Instructions to follow:
Scale the data below from the line containing "the woman's blonde" through the end of the data, both ends included, by writing out every line of that span again with each answer coordinate multiplied by 1.45 and rounded to a whole number, halves up. Leave all other text and numbers as they are.
* begin Entries *
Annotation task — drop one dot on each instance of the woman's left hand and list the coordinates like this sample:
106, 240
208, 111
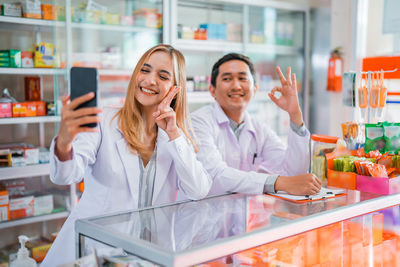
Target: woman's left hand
166, 116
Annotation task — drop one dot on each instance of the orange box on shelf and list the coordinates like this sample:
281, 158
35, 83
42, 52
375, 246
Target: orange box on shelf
378, 185
4, 206
21, 207
40, 108
30, 109
19, 109
32, 88
346, 180
5, 110
49, 12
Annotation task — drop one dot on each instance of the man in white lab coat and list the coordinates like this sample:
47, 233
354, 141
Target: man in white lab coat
242, 154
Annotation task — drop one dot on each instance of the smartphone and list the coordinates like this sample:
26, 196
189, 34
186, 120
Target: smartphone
83, 81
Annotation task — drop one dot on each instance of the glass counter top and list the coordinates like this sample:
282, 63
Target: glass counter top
193, 232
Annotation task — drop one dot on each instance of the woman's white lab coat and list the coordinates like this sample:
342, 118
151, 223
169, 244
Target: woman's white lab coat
111, 174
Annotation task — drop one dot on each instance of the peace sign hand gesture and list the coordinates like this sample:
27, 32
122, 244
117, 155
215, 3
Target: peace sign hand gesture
288, 100
166, 116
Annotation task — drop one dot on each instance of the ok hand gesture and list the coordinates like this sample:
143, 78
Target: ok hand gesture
166, 116
288, 100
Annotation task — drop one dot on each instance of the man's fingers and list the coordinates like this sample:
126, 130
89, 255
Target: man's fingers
82, 99
288, 75
280, 74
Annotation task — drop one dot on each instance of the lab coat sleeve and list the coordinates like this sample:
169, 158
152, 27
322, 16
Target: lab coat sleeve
84, 150
193, 179
225, 178
277, 159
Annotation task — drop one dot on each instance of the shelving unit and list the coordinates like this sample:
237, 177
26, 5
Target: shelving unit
29, 120
24, 171
103, 27
26, 22
34, 219
32, 71
208, 45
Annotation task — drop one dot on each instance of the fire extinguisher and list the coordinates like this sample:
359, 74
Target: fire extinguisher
335, 71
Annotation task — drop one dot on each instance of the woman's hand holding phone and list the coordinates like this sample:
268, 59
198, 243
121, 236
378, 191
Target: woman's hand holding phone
71, 121
166, 116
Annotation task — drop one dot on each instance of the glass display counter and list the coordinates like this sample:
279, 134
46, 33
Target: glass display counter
239, 229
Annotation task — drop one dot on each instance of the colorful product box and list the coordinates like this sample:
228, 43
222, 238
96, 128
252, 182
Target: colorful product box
11, 9
21, 207
43, 205
5, 110
32, 88
27, 59
19, 109
45, 55
49, 12
40, 108
147, 18
31, 156
14, 58
5, 157
31, 9
4, 206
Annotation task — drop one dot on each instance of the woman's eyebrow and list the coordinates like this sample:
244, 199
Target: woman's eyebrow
166, 72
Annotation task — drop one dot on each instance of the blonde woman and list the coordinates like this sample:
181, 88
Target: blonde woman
139, 155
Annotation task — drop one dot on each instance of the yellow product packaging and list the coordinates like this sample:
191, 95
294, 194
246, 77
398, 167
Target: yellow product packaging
45, 56
38, 248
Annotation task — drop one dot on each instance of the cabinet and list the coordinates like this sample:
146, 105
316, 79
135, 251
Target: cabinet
269, 32
108, 35
112, 35
237, 229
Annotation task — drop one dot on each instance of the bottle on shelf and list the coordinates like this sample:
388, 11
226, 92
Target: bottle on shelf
23, 259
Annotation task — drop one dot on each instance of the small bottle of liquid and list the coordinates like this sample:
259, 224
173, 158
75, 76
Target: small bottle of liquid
23, 259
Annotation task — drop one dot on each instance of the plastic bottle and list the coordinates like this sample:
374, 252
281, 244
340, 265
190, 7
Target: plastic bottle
23, 259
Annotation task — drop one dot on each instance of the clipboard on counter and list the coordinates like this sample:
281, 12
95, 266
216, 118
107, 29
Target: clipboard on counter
324, 193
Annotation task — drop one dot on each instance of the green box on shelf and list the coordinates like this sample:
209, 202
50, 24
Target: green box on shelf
14, 57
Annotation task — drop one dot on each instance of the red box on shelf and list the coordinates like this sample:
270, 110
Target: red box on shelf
40, 108
32, 88
5, 110
19, 109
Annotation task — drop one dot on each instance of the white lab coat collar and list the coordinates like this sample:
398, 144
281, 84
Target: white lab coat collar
131, 164
222, 118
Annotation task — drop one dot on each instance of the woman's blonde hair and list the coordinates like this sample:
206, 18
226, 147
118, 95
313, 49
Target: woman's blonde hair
130, 119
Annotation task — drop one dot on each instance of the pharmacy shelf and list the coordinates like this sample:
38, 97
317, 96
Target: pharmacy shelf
273, 49
200, 97
34, 219
30, 120
119, 28
24, 171
33, 71
32, 22
208, 45
110, 72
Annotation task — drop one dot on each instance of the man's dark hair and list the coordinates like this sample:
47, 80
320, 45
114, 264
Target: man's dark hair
229, 57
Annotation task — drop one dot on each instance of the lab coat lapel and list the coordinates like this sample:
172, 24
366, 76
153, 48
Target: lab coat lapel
247, 135
163, 163
131, 165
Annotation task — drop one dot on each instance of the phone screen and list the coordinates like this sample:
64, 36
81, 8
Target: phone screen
* end Entries *
Answer:
Annotation task — drop one dot on each instance of the woman's blonde hair and list the coordinates like this sample:
206, 18
226, 147
118, 95
313, 49
Target: woman's blonde hair
189, 173
Annotation task — drop one dot on each instance of the pharmacy shelf and list the coordinates like this sample:
38, 97
317, 96
Target: pharmacy shelf
396, 71
290, 141
49, 318
44, 174
173, 41
35, 248
48, 103
46, 32
302, 65
160, 104
Annotation task — drop one dot on each instance of the man's dark hair and list the coordinates like this sample:
47, 80
320, 45
114, 264
Target: man's dark hair
332, 83
Annotation task — drop one dot on each instance of the lab coat lapel and list the coordinates like this sample:
172, 24
366, 76
153, 48
Target: lab coat lapel
358, 196
236, 236
190, 239
Annotation task — drop one dot on each instance of the phone screen and list the coordinates like this sample:
64, 36
81, 8
Target: phone screen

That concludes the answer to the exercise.